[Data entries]
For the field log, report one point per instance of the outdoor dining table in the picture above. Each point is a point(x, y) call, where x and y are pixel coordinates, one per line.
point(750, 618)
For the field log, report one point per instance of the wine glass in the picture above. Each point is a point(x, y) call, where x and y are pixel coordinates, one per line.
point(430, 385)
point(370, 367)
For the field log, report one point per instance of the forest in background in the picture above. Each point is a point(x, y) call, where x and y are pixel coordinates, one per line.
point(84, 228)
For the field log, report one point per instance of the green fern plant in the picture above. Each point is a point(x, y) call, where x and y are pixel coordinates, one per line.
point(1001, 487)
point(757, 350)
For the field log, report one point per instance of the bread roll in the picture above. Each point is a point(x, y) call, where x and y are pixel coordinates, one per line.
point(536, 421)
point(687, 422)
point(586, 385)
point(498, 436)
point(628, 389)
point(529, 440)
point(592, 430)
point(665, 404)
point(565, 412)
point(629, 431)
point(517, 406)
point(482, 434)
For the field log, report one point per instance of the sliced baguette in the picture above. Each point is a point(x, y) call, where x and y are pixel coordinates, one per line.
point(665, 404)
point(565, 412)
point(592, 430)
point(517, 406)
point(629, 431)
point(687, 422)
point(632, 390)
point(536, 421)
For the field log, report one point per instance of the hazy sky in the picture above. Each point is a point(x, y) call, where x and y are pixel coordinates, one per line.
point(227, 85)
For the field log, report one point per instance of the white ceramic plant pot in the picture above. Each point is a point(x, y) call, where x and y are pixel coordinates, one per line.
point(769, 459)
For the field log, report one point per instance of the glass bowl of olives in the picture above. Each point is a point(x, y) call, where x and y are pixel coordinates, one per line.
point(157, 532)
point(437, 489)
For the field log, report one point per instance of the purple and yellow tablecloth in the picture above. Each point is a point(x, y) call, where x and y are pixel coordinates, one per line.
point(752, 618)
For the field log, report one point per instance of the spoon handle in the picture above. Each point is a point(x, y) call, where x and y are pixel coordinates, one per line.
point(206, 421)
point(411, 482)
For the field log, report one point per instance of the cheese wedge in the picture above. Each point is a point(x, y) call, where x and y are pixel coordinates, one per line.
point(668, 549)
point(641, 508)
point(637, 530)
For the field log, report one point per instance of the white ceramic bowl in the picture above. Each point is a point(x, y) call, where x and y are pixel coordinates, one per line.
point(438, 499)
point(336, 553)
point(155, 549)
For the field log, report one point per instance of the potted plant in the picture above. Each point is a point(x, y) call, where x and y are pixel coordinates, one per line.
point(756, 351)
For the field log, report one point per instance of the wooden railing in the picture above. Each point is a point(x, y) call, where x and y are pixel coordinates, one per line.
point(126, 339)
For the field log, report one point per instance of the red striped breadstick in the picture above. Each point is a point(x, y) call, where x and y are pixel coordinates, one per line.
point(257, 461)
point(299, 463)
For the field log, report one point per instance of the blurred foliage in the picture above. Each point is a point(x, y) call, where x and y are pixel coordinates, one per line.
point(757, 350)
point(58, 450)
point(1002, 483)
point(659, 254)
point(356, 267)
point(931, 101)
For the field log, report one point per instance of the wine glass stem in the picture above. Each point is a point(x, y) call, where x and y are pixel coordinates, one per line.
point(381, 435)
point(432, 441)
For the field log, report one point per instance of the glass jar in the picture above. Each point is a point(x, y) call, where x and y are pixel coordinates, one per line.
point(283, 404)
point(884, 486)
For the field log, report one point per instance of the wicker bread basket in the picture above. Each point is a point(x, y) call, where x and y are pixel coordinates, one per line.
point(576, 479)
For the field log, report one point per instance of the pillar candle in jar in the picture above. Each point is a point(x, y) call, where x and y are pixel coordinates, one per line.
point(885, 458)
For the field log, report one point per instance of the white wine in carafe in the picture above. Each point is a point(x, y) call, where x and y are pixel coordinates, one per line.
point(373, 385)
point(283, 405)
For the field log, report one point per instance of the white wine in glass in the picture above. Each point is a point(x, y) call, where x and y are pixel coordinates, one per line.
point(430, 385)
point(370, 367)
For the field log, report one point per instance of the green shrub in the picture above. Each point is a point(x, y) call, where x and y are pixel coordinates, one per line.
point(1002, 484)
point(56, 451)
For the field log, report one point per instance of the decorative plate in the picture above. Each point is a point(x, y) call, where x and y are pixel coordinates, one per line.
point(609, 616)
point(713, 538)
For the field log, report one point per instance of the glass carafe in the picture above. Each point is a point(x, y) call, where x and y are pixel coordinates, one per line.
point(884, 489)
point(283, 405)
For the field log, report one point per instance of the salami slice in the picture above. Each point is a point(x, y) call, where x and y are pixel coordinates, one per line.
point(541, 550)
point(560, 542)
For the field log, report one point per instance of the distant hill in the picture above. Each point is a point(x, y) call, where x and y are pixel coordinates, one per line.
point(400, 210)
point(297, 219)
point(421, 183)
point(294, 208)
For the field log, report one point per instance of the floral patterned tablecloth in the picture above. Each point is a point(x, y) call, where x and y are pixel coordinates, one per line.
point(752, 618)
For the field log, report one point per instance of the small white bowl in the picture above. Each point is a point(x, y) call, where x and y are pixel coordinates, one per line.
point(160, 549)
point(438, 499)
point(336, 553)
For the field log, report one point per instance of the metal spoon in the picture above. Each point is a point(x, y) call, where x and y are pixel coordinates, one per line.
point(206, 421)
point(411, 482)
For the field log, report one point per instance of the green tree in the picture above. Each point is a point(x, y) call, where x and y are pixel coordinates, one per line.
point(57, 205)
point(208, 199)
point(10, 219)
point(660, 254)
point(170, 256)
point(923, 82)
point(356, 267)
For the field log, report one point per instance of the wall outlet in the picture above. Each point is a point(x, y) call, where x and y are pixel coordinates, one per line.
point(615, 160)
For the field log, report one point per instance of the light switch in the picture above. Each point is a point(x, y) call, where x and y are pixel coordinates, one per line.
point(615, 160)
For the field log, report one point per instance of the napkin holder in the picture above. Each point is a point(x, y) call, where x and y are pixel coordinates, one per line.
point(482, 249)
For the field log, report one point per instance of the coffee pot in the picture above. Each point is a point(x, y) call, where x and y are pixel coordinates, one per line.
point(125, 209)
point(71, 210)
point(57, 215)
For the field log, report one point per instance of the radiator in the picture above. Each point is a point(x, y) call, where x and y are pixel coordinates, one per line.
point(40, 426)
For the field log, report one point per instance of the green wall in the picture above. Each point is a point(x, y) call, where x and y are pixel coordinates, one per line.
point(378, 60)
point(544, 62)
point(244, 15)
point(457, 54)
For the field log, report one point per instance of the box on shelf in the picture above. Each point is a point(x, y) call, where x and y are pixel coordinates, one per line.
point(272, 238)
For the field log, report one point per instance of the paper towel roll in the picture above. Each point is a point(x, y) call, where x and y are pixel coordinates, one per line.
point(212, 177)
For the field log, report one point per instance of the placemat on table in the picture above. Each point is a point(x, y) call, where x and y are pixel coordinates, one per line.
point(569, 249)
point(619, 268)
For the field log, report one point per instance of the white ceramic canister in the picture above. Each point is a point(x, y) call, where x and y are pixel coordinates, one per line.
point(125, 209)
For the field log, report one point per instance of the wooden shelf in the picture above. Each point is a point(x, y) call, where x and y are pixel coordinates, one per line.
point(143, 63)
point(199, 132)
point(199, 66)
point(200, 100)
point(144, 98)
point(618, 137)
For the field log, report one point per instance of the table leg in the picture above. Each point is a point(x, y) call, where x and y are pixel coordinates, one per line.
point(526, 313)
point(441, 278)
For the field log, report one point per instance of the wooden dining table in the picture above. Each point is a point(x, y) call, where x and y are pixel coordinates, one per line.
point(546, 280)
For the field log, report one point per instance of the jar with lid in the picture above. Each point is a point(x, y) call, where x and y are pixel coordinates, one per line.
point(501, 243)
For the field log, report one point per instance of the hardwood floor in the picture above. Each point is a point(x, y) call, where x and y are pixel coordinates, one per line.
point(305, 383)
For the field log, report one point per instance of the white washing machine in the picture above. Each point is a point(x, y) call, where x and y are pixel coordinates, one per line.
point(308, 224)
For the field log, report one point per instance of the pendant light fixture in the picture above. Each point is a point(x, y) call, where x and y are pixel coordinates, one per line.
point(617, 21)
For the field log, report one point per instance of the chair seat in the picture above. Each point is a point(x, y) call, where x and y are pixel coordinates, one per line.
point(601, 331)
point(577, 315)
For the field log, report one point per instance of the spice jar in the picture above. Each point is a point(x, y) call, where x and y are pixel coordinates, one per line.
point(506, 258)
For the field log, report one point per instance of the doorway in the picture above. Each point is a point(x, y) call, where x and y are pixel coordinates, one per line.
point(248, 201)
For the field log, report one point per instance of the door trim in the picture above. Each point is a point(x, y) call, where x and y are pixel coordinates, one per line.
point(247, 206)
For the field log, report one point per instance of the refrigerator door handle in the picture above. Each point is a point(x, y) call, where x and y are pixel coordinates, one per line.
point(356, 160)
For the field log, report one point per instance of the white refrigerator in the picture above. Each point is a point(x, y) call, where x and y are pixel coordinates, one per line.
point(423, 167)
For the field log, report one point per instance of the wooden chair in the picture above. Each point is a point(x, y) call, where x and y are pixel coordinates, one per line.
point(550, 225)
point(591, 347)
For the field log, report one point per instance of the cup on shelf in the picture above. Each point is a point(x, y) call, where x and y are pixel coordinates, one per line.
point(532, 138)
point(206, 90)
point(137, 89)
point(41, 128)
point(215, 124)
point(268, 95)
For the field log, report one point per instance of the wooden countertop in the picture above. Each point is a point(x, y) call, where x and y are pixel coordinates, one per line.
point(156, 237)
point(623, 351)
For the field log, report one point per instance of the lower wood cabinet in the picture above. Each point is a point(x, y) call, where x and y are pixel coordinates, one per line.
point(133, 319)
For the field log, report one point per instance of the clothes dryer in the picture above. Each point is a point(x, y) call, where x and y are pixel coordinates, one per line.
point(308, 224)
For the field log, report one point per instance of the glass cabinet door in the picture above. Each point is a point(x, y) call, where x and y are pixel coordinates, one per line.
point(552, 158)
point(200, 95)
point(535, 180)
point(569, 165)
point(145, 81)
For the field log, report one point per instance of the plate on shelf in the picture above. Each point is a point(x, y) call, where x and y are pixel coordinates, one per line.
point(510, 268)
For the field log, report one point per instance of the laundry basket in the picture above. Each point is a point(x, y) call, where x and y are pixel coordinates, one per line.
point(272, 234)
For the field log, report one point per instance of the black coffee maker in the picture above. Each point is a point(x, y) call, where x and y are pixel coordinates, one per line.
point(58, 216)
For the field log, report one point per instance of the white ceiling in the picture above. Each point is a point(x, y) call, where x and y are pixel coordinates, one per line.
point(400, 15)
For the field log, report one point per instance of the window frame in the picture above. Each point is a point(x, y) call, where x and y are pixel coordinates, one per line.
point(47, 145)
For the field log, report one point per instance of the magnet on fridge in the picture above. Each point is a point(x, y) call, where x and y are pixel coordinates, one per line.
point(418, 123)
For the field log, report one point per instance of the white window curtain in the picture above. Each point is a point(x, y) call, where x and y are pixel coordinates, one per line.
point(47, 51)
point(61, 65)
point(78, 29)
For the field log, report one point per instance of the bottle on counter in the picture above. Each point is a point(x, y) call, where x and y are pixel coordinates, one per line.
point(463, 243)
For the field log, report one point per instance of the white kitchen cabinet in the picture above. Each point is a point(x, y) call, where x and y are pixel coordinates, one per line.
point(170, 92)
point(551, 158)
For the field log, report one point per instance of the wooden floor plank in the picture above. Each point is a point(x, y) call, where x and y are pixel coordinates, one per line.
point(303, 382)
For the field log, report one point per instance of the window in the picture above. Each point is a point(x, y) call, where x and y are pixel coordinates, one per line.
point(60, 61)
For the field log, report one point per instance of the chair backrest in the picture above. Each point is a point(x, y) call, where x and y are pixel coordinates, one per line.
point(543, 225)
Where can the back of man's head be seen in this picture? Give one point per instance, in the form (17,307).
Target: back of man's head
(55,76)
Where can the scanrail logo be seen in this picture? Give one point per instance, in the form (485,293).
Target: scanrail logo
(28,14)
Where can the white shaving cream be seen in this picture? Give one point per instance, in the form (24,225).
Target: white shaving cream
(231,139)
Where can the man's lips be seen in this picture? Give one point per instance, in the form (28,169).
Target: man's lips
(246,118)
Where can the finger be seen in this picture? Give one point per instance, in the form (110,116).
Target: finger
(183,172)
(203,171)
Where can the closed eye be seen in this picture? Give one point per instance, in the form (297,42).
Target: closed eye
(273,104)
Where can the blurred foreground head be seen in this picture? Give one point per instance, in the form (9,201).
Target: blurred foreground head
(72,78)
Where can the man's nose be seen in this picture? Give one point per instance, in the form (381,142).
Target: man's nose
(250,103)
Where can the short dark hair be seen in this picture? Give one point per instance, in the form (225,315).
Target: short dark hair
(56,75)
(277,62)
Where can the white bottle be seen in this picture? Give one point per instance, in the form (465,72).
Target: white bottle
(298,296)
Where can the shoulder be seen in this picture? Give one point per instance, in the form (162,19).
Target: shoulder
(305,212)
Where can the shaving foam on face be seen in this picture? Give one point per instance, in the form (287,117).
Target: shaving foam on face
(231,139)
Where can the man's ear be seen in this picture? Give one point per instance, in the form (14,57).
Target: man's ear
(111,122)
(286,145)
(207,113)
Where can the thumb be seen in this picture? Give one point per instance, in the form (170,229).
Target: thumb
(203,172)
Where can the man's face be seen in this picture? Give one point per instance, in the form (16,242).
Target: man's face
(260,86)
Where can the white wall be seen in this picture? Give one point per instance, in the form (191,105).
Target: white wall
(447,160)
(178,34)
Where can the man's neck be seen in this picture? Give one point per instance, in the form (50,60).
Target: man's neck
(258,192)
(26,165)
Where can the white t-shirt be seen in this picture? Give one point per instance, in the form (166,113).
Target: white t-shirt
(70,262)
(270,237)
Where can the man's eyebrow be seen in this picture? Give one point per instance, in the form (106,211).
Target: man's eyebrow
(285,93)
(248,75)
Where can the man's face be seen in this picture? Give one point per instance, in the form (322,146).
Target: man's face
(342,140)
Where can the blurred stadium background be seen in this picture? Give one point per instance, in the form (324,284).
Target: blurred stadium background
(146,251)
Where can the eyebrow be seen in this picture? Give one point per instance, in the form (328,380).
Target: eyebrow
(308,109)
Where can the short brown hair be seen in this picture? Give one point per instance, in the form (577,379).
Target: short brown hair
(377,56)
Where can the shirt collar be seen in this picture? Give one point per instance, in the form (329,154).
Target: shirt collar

• [Assignment] Write out the lines above from the one containing "Where can the short brown" through the last, exactly as they are.

• [Written response]
Where can the short brown hair be seen in this picture? Give one point per instance, in the form (577,379).
Target: short brown hair
(377,56)
Where can the shirt collar be seen in this picture? Give one point per instance, in the form (329,154).
Target: shirt collar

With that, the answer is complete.